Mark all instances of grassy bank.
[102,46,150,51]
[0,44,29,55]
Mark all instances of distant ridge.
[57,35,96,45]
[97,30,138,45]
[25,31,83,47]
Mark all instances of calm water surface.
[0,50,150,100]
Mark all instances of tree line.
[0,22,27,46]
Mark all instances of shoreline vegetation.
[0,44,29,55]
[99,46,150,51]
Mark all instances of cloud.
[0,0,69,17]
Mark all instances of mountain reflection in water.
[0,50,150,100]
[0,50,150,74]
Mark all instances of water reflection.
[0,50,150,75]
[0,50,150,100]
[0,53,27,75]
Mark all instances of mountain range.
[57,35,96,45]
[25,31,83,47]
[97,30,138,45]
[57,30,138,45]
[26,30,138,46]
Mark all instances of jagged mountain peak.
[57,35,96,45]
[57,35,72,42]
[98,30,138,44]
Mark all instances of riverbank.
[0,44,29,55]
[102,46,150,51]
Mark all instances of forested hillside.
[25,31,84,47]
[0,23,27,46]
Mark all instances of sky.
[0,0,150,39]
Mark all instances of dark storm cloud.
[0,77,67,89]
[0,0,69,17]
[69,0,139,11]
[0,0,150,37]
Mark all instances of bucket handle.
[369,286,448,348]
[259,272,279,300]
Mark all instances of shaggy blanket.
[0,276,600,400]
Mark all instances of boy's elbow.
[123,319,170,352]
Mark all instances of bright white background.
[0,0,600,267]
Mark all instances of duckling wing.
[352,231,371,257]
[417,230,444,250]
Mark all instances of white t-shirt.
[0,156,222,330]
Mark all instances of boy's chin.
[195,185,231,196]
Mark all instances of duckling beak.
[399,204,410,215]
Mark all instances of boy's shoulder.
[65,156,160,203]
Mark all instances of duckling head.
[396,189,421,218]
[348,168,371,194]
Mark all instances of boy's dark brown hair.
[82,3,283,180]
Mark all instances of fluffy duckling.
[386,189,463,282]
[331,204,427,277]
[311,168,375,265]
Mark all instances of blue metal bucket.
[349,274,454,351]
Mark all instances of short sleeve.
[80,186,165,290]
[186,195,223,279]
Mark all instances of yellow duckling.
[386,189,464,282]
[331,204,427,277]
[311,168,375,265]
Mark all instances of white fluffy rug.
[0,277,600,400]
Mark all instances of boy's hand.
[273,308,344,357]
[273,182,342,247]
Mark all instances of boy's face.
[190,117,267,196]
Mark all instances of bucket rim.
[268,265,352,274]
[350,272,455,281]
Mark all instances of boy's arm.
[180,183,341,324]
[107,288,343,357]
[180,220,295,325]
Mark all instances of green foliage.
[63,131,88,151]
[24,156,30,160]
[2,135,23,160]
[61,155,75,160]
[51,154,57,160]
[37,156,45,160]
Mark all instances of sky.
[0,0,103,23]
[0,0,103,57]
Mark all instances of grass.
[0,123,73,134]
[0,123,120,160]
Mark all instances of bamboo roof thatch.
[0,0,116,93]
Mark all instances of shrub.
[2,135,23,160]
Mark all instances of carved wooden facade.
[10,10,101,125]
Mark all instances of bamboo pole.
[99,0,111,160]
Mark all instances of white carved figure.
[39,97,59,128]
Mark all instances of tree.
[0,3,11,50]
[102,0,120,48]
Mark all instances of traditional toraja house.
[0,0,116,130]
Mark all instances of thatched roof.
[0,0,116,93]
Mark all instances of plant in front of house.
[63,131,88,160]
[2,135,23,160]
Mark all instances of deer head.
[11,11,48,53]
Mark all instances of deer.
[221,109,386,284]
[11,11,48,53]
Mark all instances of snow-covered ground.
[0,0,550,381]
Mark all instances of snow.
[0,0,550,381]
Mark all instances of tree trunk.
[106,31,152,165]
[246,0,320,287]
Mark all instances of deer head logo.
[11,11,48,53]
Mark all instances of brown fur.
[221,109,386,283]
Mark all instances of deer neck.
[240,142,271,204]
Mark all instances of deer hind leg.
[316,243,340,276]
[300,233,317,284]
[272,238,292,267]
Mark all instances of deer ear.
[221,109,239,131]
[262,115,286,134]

...

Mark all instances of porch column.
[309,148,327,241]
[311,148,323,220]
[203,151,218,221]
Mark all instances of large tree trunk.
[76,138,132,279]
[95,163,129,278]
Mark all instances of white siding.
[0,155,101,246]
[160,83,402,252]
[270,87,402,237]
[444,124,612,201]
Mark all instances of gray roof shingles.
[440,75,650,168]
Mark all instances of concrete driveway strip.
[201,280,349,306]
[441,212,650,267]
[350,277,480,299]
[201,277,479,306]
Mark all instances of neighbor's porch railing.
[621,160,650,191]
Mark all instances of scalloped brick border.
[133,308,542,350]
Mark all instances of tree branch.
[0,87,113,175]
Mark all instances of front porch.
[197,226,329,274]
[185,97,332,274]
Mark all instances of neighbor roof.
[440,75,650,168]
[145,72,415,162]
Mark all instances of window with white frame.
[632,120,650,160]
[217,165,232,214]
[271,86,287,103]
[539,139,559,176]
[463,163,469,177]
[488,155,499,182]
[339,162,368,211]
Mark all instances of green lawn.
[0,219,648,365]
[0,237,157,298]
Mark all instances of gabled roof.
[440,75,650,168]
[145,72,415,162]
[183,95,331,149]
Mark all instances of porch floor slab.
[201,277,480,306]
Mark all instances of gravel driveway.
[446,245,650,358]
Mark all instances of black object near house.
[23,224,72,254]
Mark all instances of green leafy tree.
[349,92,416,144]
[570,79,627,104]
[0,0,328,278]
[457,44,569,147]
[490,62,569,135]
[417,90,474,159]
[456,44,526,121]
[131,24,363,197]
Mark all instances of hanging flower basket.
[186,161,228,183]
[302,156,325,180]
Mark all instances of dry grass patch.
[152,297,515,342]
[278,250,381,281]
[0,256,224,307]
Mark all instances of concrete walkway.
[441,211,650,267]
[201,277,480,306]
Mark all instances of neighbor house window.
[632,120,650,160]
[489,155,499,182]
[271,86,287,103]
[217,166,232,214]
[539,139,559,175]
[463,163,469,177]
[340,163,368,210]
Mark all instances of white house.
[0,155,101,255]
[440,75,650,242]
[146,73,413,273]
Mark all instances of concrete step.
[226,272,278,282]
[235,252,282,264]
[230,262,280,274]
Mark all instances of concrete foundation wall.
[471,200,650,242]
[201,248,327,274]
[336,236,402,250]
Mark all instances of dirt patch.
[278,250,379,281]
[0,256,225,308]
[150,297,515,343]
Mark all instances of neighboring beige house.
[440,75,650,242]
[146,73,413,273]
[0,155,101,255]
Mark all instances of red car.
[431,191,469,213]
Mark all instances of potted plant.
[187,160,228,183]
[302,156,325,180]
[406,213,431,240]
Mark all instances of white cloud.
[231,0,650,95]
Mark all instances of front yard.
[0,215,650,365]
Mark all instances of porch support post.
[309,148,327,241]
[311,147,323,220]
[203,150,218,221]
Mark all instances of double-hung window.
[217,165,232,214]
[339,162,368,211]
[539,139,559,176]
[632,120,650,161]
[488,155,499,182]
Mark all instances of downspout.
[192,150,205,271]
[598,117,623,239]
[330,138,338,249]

* What you need to do
Rewrite the lines from the line with "Mark all instances of concrete step." to the line with "[203,150,218,221]", replacing "concrete" with "cement" and leaving everything else unchanged.

* Answer to the problem
Mark all instances of cement step.
[226,272,278,282]
[235,252,282,264]
[230,262,280,274]
Mark all instances of cement foundation wall.
[471,200,650,242]
[201,248,327,274]
[336,236,402,250]
Mark all instances of dirt patch.
[278,250,379,281]
[0,256,225,308]
[150,297,515,343]
Mark all instances of neighboring beige house.
[440,75,650,242]
[146,73,413,273]
[0,155,101,255]
Mark all instances of red car.
[431,191,469,213]
Mark all instances of potted plant.
[187,160,228,183]
[302,156,325,180]
[406,213,431,240]
Mark all instances of white cloud.
[231,0,650,95]
Mark all instances of front yard.
[0,215,650,365]
Mark all instances of porch support post.
[309,148,327,241]
[311,147,323,220]
[203,150,218,221]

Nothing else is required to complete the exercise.